*** Opening of Raw data ***
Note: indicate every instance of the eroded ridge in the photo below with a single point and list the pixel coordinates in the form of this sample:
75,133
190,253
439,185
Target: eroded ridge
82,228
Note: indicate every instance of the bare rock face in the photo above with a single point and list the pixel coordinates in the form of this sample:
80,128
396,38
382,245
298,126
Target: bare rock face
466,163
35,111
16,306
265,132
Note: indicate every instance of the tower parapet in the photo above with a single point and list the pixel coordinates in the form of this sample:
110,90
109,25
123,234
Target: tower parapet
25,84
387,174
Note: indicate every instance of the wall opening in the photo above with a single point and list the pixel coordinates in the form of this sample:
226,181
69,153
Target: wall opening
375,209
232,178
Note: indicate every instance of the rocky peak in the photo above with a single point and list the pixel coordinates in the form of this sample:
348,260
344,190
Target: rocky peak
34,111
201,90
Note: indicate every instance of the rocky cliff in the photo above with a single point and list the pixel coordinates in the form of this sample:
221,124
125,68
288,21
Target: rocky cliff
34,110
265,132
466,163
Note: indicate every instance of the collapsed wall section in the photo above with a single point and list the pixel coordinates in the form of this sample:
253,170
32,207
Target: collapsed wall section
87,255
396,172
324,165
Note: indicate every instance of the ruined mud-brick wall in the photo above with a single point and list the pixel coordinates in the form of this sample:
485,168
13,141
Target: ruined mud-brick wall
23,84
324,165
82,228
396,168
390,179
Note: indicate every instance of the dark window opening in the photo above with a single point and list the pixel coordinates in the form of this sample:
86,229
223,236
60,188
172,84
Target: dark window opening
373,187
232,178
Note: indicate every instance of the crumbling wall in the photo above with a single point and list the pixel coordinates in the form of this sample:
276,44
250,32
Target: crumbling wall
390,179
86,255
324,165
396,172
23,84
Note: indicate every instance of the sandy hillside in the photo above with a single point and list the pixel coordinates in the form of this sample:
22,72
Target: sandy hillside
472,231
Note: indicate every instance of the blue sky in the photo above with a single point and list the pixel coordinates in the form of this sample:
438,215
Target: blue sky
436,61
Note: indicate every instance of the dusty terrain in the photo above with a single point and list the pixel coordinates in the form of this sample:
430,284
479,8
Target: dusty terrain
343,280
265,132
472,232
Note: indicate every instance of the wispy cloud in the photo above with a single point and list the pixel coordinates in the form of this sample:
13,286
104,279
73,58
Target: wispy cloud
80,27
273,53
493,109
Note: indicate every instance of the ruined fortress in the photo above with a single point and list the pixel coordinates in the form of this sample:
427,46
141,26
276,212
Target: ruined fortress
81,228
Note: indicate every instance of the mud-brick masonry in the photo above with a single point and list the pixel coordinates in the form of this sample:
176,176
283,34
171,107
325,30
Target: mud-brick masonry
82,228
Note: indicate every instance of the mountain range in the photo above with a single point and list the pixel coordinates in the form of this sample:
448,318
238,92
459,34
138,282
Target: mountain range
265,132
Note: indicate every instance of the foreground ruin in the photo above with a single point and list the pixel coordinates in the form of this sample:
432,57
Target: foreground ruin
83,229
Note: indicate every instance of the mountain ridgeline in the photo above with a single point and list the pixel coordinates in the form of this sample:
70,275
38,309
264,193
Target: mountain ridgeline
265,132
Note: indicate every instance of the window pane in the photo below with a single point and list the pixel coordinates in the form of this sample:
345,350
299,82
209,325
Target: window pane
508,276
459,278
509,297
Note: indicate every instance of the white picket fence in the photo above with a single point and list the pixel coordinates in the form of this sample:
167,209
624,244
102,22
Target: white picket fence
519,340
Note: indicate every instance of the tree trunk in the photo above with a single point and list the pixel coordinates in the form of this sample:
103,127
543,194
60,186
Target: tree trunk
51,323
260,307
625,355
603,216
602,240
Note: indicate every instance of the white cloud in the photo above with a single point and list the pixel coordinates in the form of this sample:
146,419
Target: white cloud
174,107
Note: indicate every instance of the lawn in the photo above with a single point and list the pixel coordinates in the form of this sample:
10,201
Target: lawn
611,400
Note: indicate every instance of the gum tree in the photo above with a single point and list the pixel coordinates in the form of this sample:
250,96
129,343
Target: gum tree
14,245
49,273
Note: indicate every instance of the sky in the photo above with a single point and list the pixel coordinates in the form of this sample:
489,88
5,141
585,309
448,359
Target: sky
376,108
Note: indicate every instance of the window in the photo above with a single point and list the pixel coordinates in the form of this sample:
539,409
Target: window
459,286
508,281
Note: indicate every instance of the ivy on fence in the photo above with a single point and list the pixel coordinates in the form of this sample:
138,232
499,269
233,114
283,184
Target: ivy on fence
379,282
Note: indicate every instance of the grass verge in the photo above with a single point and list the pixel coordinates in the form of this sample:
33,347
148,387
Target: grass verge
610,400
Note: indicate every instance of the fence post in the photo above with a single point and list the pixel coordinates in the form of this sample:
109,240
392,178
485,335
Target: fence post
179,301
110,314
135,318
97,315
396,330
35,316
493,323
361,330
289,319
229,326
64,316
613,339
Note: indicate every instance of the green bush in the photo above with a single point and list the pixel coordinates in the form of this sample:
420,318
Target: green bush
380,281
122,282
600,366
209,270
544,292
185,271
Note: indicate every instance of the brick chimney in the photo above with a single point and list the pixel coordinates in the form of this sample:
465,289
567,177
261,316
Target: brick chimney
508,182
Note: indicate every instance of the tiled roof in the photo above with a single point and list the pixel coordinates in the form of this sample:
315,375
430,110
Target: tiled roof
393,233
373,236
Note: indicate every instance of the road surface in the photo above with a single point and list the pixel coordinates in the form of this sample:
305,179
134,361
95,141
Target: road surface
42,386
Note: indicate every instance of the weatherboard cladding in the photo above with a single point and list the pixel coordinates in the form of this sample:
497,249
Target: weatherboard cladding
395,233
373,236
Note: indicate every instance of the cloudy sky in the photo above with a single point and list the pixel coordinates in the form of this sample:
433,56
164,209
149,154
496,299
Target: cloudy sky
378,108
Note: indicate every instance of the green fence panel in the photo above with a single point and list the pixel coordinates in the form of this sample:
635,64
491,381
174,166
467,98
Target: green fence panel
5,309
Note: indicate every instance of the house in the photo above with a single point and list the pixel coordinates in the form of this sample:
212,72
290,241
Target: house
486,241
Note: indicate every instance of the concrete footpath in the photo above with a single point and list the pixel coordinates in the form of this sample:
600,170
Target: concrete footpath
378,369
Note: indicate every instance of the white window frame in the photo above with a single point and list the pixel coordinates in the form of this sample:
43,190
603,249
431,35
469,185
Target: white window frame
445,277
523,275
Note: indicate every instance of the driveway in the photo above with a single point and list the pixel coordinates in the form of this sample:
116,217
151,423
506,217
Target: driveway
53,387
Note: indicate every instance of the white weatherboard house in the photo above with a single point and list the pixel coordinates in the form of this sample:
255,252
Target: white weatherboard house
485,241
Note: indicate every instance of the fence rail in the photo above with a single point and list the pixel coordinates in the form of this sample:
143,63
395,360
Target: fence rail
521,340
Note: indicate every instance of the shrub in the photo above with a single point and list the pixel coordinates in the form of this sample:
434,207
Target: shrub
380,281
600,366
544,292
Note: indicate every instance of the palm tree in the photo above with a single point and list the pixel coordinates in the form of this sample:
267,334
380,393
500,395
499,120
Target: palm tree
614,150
*** Close of Raw data ***
*** Opening of Raw data ***
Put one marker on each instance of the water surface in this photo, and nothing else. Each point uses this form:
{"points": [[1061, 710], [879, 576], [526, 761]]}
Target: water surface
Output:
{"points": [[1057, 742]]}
*** Close of Raw data ***
Report how many lines in the data contain the word "water", with no words besides the number.

▶ _Response to this exercise_: 2